* _WHAT THIS TASK INVOLVES_:
Carry forward the text below on relatedness disequilibrium among Icelanders, starting right after its final sentence.

Competing Financial Interests The authors affiliated with deCODE Genetics are/were employed by the company, which is owned by Amgen, Inc: A.I.Y., M.L.F., D.F.G., G.T., G.B., P.S., U.T., K.S., A.K.

Figures

Figure 1
Figure 1. Relatedness disequilibrium
For all pairs of individuals i,j from 20,000 Icelanders with both parents genotyped, the relatedness of i and j, [R]i,j, is compared to the relatedness of the parents of i and the parents of j, [Rpar]ij. The number of pairs in each hexagonal bin is indicated by shading. Relationships determined by the deCODE Genealogy database are indicated: GP-GC, grandparent-grandchild; P-O, parent-offspring; and sibling. The solid diagonal line indicates the expectation of [R]ij, which is [Rpar]ij/2, except for pairs where one is a direct ancestor of the other (Supplementary Note). The dashed diagonal line indicates the regression line (excluding parent-offspring and grandparent-grandchild pairs), with intercept -1x10-4, gradient 0.493, and variance explained 84%. The small deviation of the regression line from the theoretical expectation is likely due to some IBD segments shared between parents being broken up by recombination, resulting in a small fraction of segments in the offspring being too small to detect. Relatedness disequilibrium is the variation in [R]ij around [Rpar]ij/2. Relatedness disequilibrium is due to independent, random segregations in the parents, except for pairs where one is the direct ancestor of the other.

* _PROVIDED RECORDS_:
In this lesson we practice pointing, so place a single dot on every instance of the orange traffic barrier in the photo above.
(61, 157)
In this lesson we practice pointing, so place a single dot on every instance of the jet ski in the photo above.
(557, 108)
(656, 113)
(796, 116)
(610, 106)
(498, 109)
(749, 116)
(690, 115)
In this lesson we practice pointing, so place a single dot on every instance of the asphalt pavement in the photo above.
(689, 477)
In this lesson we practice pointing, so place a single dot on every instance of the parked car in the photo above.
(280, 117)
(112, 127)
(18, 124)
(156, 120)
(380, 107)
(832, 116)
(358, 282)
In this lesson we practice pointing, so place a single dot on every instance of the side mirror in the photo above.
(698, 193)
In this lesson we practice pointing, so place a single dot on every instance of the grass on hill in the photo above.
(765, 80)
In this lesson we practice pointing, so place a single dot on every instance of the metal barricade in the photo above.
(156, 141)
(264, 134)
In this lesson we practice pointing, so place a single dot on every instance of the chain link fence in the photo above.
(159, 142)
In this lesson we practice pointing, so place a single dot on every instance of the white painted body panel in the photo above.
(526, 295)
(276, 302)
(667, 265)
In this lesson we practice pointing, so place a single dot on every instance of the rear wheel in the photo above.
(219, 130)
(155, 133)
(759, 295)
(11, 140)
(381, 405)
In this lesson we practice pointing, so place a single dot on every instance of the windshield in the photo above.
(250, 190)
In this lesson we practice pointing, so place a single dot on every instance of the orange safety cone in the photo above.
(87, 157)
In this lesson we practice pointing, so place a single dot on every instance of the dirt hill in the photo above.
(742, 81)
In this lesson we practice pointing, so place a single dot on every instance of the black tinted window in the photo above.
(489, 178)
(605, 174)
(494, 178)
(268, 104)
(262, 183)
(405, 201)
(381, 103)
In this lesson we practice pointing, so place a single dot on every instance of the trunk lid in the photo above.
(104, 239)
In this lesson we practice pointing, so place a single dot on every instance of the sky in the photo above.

--

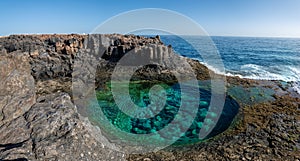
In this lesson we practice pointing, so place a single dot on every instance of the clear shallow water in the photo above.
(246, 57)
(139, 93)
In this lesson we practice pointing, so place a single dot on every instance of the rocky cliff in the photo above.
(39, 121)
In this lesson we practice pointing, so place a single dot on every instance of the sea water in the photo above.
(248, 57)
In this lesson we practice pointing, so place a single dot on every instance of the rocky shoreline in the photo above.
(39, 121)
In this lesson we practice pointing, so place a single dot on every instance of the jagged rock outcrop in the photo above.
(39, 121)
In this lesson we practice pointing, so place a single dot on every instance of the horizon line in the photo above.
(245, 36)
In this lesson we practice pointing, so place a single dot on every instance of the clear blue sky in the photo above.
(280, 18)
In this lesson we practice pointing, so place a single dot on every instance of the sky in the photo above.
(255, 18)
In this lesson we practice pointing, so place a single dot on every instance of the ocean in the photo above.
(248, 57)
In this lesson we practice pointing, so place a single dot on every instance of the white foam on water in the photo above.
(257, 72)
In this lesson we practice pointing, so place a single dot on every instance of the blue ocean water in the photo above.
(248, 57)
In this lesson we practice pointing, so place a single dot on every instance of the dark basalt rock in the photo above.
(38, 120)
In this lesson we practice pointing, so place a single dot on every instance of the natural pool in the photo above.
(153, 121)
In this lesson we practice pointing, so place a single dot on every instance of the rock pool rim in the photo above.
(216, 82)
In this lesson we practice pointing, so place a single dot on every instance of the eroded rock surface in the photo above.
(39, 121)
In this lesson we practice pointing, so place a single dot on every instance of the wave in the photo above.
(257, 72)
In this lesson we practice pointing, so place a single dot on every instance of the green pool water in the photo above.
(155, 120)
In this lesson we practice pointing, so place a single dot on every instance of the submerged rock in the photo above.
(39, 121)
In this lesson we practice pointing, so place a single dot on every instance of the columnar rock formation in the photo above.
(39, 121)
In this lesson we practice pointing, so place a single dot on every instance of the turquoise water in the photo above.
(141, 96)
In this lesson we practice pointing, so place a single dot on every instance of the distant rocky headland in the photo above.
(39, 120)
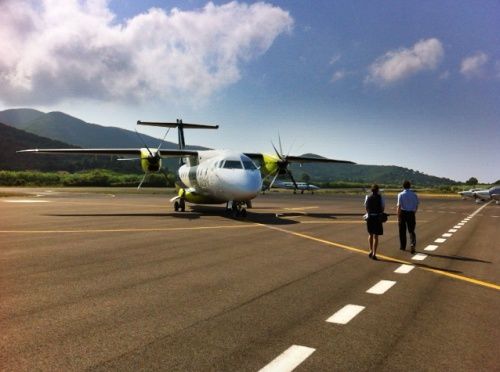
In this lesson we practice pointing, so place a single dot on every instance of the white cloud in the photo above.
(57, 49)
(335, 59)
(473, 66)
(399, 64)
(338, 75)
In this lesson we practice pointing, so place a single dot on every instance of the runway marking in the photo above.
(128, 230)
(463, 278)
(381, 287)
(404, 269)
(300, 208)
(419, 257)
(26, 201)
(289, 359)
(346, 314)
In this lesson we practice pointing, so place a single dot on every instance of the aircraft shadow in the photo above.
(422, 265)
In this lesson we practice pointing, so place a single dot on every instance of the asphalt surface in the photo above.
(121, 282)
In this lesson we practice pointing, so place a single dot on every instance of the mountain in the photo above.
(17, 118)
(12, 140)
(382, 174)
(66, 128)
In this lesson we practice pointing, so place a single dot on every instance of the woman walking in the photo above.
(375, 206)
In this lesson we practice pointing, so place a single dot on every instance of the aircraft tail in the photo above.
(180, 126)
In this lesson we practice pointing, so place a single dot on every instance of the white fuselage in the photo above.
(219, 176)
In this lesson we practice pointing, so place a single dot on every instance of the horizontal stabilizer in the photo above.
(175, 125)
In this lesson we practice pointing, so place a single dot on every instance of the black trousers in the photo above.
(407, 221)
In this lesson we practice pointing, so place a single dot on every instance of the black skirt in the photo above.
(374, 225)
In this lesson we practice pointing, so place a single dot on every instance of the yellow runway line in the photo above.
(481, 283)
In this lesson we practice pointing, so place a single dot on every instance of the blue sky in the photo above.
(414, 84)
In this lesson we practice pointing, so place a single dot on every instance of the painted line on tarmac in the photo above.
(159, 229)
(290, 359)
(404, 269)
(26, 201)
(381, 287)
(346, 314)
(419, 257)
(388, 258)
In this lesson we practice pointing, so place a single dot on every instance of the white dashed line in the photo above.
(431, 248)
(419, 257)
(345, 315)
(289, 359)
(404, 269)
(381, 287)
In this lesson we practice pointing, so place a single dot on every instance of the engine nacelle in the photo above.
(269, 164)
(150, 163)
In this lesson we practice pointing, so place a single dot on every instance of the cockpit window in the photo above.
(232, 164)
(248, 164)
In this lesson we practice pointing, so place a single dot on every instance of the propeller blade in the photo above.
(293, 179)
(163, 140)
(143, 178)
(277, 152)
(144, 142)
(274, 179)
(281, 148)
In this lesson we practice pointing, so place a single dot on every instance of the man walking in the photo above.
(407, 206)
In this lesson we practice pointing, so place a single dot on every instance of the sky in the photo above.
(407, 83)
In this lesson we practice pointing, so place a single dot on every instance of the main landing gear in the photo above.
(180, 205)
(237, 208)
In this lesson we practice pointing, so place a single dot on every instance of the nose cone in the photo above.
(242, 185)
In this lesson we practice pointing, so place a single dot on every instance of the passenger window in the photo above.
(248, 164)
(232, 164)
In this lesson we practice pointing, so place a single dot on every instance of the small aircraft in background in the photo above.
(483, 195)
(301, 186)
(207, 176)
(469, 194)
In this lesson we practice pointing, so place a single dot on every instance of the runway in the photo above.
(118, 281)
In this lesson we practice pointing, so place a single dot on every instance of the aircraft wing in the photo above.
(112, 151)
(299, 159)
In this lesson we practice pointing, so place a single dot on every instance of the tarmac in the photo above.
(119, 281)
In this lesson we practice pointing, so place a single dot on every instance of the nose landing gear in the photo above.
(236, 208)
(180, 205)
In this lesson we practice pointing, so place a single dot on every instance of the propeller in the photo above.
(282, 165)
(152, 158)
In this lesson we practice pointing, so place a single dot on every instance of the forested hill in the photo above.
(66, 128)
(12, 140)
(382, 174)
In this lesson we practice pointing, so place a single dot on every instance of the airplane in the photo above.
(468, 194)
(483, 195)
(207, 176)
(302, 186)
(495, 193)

* _ANSWER TO THIS PROBLEM_:
Fig. 2
Fig. 2. Comparison of heritability estimates from different methods.
Horizontal intervals show +/-1.96 standard errors for the estimates on the x-axis, and vertical intervals show +/-1.96 standard errors for the estimates on the y-axis. See Table 2 for numerical values. A) Comparison of RDR to ‘Kinship F.E.’. B) Comparison of RDR-SNP to RELT-SNP. C) Comparison of RDR to Sib-Regression estimates. Intervals for the RDR estimates are not shown to better display Sib-Regression intervals. D) Comparison to published twin studies estimates from the Swedish Twin Registry, apart from for education, which is from a meta-analysis of Scandinavian twin studies (Supplementary Table 6). Trait abbreviations: BMI, body mass index; AFCW, age at first child in women; AFCM, age at first child in men; education, educational attainment (years); cholesterol, total cholesterol; HDL, high density lipoprotein; glucose, fasting glucose; MCH, mean cell haemoglobin; MCHC, mean cell heamoglobin concentration; MCV, mean cell volume.